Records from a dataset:
.....

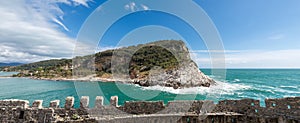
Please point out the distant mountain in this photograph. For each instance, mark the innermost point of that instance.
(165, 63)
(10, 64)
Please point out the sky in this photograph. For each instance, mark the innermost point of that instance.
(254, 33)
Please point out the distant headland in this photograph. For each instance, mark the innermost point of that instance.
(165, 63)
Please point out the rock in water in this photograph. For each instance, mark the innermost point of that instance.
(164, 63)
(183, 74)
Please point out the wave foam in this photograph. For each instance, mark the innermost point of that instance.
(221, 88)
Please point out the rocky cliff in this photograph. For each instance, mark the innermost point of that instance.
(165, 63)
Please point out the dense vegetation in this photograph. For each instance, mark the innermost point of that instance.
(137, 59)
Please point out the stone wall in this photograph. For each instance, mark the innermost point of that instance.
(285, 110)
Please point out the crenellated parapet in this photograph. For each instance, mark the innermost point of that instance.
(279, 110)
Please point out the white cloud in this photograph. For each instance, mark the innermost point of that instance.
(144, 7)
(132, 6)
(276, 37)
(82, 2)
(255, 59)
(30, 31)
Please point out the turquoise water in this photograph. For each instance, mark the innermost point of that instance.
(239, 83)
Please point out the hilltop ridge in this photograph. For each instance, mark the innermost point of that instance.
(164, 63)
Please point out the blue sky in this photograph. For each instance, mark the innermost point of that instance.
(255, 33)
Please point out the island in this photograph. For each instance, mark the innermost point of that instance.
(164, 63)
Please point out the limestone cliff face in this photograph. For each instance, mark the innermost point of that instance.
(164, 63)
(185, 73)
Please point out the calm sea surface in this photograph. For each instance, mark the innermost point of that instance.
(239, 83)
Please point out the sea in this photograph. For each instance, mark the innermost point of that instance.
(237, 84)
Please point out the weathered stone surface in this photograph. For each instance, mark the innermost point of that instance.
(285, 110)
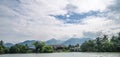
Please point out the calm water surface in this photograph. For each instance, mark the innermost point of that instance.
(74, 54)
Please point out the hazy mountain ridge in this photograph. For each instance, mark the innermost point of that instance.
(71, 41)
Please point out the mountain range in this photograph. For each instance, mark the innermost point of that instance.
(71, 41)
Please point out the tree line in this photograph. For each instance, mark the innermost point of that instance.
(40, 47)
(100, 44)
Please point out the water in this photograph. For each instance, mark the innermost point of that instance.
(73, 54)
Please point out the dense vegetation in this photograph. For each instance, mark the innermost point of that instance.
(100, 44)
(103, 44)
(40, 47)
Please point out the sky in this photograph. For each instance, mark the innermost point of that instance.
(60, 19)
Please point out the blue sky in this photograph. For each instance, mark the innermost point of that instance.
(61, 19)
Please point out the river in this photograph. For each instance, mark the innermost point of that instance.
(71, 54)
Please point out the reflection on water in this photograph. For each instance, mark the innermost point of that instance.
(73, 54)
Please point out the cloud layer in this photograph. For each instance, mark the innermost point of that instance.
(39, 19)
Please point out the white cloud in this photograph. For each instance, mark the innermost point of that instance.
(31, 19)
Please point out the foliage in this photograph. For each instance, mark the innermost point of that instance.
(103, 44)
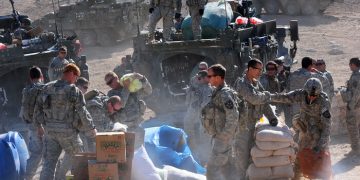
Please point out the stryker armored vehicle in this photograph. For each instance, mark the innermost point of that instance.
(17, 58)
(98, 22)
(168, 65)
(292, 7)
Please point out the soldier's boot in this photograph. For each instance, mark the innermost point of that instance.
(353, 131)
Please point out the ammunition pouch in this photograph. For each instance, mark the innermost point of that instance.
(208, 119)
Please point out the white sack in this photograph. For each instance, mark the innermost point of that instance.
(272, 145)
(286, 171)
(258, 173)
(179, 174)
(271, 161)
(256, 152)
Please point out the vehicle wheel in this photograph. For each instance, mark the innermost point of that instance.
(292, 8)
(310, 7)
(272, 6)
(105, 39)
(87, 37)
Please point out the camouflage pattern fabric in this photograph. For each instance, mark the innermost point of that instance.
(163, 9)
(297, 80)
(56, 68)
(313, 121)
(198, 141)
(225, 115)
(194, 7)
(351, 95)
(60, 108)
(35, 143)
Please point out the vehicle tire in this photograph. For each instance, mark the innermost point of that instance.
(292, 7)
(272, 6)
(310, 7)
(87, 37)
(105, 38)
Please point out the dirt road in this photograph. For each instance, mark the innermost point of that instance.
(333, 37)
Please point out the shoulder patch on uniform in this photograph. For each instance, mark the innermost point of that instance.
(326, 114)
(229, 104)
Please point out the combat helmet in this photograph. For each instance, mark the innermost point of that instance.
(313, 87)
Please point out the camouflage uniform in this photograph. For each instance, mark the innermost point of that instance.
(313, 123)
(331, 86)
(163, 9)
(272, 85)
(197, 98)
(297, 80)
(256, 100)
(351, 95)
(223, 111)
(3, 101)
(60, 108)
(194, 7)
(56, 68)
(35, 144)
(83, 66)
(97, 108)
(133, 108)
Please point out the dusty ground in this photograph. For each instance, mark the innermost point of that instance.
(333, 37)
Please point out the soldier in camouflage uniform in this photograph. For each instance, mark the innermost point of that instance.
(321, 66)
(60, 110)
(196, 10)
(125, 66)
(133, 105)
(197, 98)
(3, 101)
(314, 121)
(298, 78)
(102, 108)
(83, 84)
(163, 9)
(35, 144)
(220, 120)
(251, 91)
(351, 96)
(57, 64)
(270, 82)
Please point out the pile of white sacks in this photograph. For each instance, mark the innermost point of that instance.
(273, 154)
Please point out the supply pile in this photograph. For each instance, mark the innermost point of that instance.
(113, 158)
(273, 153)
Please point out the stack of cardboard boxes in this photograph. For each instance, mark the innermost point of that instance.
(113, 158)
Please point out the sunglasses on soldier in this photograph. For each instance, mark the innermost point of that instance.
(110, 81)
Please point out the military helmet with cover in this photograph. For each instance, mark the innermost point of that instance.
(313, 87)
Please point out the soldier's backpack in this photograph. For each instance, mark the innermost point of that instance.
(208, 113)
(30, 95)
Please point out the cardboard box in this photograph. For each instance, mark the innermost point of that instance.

.....

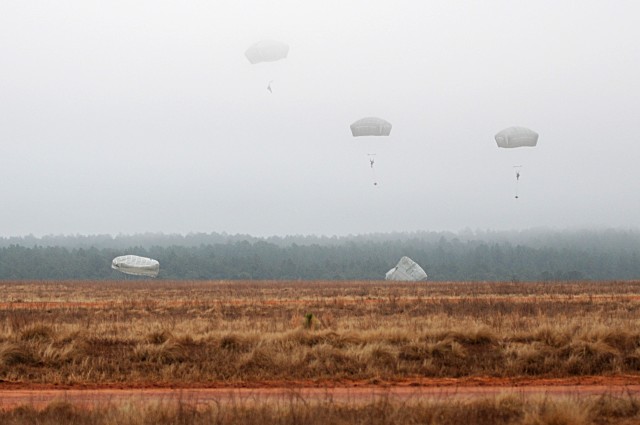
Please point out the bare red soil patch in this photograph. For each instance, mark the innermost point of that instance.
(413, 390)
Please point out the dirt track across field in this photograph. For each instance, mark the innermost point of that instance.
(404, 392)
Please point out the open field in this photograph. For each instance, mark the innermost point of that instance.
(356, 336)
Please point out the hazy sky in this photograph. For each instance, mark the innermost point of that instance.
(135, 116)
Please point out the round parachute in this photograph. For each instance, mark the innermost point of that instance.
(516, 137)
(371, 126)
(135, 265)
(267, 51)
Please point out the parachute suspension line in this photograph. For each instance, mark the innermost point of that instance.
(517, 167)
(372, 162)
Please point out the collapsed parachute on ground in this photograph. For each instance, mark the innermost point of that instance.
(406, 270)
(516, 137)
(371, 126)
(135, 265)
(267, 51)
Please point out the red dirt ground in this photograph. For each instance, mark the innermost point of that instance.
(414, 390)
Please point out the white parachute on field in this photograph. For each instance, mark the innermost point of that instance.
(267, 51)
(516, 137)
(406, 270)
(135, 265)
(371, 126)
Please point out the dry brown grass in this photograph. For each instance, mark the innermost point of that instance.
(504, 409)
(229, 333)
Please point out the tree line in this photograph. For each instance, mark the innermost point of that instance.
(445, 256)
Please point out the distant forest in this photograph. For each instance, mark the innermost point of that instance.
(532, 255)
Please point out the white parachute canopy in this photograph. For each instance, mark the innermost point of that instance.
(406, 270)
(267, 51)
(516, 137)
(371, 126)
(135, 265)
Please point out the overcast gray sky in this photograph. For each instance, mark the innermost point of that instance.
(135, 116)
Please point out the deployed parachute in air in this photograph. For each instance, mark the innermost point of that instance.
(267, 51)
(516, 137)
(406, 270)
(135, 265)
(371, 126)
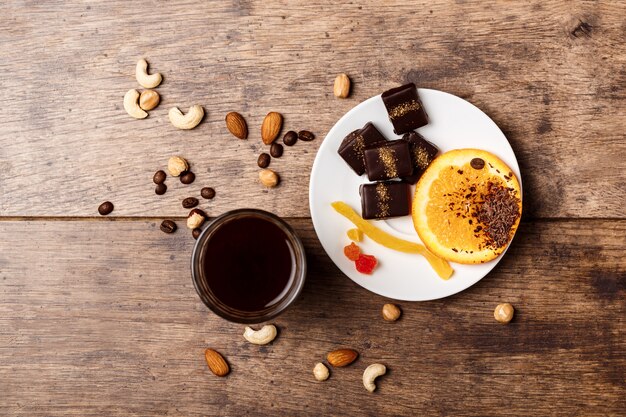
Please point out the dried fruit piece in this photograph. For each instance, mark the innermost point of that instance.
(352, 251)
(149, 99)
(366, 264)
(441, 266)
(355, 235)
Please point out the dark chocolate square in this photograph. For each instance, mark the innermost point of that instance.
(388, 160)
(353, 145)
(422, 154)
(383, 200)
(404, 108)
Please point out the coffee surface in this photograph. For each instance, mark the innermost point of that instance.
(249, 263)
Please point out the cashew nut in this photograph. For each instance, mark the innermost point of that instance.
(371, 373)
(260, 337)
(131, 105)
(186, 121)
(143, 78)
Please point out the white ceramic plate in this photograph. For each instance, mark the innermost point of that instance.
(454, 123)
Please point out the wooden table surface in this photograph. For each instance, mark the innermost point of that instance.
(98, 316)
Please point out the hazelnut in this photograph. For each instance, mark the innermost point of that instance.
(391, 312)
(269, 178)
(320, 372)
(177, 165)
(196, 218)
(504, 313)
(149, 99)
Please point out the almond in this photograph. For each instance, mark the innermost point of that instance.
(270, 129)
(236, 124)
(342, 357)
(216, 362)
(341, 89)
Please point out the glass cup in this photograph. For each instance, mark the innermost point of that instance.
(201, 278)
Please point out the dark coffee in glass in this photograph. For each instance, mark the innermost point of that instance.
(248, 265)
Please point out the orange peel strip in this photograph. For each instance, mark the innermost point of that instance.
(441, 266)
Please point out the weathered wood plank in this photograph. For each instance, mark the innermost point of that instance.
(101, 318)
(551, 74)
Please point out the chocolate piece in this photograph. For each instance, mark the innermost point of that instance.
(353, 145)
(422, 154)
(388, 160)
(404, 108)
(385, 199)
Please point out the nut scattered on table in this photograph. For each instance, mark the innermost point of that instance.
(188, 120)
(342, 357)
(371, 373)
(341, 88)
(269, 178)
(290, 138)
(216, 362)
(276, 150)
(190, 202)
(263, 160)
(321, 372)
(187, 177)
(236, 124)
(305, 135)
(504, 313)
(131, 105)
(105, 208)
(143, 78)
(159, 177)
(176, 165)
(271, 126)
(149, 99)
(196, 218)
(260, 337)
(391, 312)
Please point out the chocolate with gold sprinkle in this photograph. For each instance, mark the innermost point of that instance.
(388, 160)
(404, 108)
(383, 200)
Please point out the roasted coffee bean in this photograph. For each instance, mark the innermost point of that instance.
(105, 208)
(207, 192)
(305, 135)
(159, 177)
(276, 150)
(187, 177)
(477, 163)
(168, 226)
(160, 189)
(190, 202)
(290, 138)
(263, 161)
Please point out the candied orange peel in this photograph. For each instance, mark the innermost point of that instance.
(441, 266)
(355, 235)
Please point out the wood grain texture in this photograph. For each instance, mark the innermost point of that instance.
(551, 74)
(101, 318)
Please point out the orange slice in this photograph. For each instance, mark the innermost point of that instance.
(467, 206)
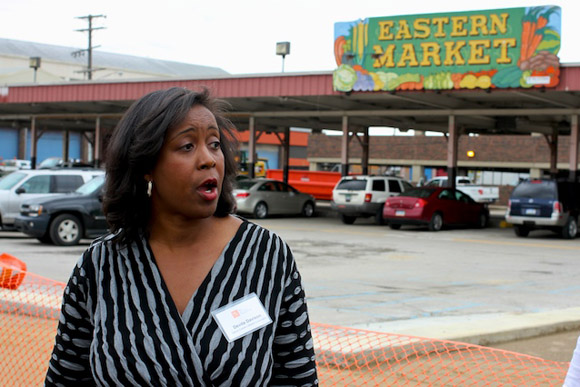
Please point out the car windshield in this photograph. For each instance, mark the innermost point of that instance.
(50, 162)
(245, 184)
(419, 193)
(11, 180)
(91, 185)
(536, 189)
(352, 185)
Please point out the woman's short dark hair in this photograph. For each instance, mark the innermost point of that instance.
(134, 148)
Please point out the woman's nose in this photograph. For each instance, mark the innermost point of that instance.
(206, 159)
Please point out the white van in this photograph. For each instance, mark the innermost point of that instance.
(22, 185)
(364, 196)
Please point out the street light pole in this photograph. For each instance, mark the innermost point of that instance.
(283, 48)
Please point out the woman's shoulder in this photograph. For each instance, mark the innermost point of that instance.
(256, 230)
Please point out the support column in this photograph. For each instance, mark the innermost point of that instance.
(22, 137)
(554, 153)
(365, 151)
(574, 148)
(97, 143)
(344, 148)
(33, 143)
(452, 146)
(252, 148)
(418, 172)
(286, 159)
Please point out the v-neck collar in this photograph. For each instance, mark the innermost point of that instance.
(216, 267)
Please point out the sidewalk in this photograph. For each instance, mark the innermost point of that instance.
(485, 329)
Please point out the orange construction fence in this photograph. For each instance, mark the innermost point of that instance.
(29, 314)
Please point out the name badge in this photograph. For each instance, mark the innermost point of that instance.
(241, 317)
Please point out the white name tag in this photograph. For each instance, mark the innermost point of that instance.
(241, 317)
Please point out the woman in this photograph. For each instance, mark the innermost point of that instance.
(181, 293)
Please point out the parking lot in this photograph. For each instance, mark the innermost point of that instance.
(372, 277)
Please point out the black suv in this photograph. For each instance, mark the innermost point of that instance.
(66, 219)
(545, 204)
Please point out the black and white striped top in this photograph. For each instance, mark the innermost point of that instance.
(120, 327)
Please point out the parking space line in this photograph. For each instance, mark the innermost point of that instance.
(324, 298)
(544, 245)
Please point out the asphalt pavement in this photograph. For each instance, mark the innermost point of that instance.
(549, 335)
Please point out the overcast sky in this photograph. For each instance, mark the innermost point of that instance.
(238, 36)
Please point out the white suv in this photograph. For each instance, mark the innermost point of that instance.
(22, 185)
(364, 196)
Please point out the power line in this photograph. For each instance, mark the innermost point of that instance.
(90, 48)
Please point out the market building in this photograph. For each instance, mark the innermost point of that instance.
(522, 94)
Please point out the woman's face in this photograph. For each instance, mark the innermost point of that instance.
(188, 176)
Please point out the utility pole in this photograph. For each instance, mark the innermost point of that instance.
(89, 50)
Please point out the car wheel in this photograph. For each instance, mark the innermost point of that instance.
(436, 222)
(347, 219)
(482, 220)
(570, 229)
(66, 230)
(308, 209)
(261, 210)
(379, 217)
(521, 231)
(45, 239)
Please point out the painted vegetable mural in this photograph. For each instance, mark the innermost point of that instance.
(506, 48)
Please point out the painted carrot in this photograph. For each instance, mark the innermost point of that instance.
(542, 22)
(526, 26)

.....

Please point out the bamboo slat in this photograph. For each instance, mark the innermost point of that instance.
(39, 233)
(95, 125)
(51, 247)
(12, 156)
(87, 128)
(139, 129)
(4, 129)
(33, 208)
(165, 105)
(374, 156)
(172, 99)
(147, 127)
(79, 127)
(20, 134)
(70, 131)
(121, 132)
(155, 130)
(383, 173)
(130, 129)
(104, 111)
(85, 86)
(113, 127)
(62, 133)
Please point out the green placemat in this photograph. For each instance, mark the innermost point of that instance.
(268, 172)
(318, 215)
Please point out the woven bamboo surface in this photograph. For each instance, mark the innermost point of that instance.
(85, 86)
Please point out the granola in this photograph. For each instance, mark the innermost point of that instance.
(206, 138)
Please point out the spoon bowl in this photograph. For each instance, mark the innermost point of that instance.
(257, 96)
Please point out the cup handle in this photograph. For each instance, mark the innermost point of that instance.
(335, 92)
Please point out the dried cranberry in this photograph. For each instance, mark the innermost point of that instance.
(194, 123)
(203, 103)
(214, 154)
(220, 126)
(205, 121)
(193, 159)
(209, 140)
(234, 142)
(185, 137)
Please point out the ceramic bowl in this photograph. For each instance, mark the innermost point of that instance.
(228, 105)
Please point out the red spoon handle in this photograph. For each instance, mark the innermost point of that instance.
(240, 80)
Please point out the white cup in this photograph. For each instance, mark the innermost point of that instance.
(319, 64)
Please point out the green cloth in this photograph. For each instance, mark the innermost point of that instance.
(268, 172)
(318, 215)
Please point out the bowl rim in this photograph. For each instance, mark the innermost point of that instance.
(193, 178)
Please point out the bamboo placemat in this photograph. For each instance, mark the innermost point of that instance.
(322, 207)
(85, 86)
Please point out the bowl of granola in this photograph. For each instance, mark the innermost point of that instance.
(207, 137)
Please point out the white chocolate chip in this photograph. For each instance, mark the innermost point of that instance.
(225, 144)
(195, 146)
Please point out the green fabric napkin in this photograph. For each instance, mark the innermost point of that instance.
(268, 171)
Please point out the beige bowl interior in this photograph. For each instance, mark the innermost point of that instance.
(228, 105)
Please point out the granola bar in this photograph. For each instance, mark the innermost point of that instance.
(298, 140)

.....

Return, word for word, the lines of the data above from the line with "Please point out the soldier's backpack" through the line with "Please point out the cardboard", inclusive.

» ANSWER TO THIS PROBLEM:
Please point out the soldier's backpack in this photograph. For each instance, mark the innermost point of that instance.
(208, 113)
(30, 95)
Please point out the cardboard box in this photograph. For each instance, mark the innermost point of that instance.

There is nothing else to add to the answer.